● **Task statement**
Extract each line below that contains the word "Target", copying it in full.

====

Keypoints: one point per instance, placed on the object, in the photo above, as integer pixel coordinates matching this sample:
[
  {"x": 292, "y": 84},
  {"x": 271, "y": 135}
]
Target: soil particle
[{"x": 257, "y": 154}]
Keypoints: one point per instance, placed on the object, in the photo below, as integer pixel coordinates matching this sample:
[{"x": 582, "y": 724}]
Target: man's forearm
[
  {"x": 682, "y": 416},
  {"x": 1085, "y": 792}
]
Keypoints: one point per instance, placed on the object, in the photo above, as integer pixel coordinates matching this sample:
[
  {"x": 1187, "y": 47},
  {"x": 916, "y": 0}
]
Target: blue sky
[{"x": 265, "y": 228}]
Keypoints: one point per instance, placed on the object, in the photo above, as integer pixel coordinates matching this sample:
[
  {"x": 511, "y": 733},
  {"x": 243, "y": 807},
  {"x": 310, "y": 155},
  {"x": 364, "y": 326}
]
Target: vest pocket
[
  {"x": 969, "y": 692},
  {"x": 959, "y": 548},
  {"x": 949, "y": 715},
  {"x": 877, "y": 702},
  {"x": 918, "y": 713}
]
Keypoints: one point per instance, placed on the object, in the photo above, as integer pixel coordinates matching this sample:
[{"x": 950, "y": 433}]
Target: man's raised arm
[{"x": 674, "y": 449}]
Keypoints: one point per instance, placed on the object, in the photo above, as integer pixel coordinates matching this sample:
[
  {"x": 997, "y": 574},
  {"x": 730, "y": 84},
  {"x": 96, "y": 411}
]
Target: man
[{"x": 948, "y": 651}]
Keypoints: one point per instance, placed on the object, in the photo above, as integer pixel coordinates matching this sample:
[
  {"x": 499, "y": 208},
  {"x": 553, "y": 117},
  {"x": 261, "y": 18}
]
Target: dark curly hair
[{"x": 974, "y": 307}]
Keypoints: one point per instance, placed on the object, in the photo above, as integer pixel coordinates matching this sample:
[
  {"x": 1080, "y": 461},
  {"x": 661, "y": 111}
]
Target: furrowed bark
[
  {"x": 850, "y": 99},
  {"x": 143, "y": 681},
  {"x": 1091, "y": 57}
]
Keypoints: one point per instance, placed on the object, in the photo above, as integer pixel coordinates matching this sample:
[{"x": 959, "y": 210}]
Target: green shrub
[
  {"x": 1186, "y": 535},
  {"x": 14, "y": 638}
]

====

● **Output**
Target: soil particle
Target: man's forearm
Target: blue sky
Target: vest pocket
Target: man's raised arm
Target: man
Target: dark curly hair
Target: furrowed bark
Target: green shrub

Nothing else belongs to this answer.